Write out every entry word for word.

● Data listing
* Begin *
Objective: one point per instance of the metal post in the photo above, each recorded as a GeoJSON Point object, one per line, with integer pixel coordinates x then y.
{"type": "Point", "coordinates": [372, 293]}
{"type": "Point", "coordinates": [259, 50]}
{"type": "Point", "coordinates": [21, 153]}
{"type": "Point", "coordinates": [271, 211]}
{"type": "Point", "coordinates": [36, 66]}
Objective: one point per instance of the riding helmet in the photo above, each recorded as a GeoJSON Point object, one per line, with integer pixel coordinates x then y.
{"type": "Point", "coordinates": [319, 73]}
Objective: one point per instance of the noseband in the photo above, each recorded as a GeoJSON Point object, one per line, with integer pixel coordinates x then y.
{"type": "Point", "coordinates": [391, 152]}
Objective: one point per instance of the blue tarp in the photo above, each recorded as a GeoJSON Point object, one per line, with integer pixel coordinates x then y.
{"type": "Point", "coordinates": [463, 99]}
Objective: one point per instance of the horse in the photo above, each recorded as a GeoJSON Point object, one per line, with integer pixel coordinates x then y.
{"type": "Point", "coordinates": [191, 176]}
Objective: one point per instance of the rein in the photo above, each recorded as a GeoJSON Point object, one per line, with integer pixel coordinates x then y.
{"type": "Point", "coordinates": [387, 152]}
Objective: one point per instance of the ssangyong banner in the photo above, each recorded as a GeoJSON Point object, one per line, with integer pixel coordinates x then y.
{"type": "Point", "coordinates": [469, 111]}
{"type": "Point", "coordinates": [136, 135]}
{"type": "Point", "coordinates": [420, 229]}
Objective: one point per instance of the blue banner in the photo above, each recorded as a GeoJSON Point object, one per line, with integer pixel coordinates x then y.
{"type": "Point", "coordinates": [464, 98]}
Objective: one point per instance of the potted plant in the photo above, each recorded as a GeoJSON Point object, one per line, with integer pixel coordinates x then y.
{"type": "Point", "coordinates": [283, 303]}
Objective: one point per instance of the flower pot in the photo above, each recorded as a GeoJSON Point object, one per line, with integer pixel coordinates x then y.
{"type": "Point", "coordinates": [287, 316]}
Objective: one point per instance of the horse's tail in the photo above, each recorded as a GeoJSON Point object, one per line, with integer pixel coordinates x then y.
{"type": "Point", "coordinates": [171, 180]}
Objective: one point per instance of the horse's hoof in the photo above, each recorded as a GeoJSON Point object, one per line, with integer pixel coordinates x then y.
* End *
● Task solution
Objective: one point per instance of the metal post in the photo above, each recorded as a GeoJSON Point object, one per line, with integer pixel coordinates x then y.
{"type": "Point", "coordinates": [372, 293]}
{"type": "Point", "coordinates": [259, 50]}
{"type": "Point", "coordinates": [21, 153]}
{"type": "Point", "coordinates": [271, 211]}
{"type": "Point", "coordinates": [36, 66]}
Objective: one point per instance of the riding helmet in the photo above, each recorded as a GeoJSON Point object, one per line, with integer pixel coordinates x then y.
{"type": "Point", "coordinates": [319, 73]}
Objective: one point per instance of the noseband in the photo above, each recorded as a GeoJSON Point object, one per line, with integer pixel coordinates x then y.
{"type": "Point", "coordinates": [391, 152]}
Objective: one point per instance of the blue tarp in the photo above, each recorded as a GeoJSON Point object, one per line, with integer pixel coordinates x then y.
{"type": "Point", "coordinates": [463, 99]}
Objective: one point per instance of the horse in the photo above, each recorded as a GeoJSON Point object, one per line, with integer pixel coordinates x then y.
{"type": "Point", "coordinates": [191, 176]}
Objective: one point per instance of the rein in the photo above, each recorded as a GeoJSON Point object, one per line, with integer pixel coordinates x then y.
{"type": "Point", "coordinates": [387, 152]}
Objective: one point per instance of the ssangyong banner in the photo above, each recorded as a GeoJSON Point object, one per line, with integer pixel coordinates x then y.
{"type": "Point", "coordinates": [469, 111]}
{"type": "Point", "coordinates": [136, 135]}
{"type": "Point", "coordinates": [420, 229]}
Objective: one point per instance of the blue banner in the photo above, each recorded as a GeoJSON Point object, one per line, with integer pixel coordinates x then y.
{"type": "Point", "coordinates": [464, 98]}
Objective: one point per instance of the potted plant in the photo above, each recorded as a GeoJSON Point object, one per line, with integer pixel coordinates x then y.
{"type": "Point", "coordinates": [283, 303]}
Objective: one point per instance of the flower pot in the photo above, each recorded as a GeoJSON Point object, one per line, with integer pixel coordinates x then y.
{"type": "Point", "coordinates": [287, 316]}
Objective: one point per instance of the horse's tail in the photo above, each recorded as a GeoJSON Point object, one per line, with integer pixel coordinates x then y.
{"type": "Point", "coordinates": [171, 180]}
Objective: one point per instance of the horse's hoof in the photo above, each recorded as a GeoJSON Point object, one per line, with integer pixel coordinates x then y.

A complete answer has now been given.